[ABOUT THIS EXERCISE]
Extract every line of the recorded data that contains the string "clicks".

(Recorded data)
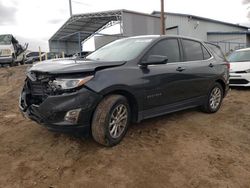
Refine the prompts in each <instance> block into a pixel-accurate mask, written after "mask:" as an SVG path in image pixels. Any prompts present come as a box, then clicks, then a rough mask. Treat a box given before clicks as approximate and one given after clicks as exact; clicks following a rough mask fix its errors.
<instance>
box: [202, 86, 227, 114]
mask: <svg viewBox="0 0 250 188" xmlns="http://www.w3.org/2000/svg"><path fill="white" fill-rule="evenodd" d="M222 100H223V89H222V86H221V84H219V83H215V84H214V85H213V87H212V89H211V90H210V91H209V93H208V96H207V98H206V101H205V103H204V104H203V106H202V110H203V111H204V112H206V113H215V112H217V111H218V110H219V109H220V106H221V103H222Z"/></svg>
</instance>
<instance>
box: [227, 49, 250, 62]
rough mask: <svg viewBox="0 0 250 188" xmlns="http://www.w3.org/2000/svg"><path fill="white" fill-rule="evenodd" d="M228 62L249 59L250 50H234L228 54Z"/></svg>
mask: <svg viewBox="0 0 250 188" xmlns="http://www.w3.org/2000/svg"><path fill="white" fill-rule="evenodd" d="M228 61H229V62H242V61H250V50H248V51H235V52H233V53H232V54H230V55H229V56H228Z"/></svg>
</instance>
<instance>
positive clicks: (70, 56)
mask: <svg viewBox="0 0 250 188" xmlns="http://www.w3.org/2000/svg"><path fill="white" fill-rule="evenodd" d="M90 53H91V52H90V51H84V52H81V53H79V52H78V53H75V54H73V55H71V56H70V57H73V58H85V57H86V56H87V55H89V54H90Z"/></svg>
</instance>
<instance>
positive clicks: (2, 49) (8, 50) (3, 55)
mask: <svg viewBox="0 0 250 188" xmlns="http://www.w3.org/2000/svg"><path fill="white" fill-rule="evenodd" d="M1 51H2V53H1V55H2V56H9V55H11V50H10V49H2V50H1Z"/></svg>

[EXPECTED ANSWER]
Refine the prompts in each <instance> block into a pixel-accurate mask, written after "mask:" as an SVG path in image pixels. Any prompts present come as a box, then clicks, then a rough mask. Treat a box given before clicks as approximate and one given after clicks as exact; clicks following a rough mask fix its errors.
positive clicks: (70, 56)
positive clicks: (2, 49) (8, 50) (3, 55)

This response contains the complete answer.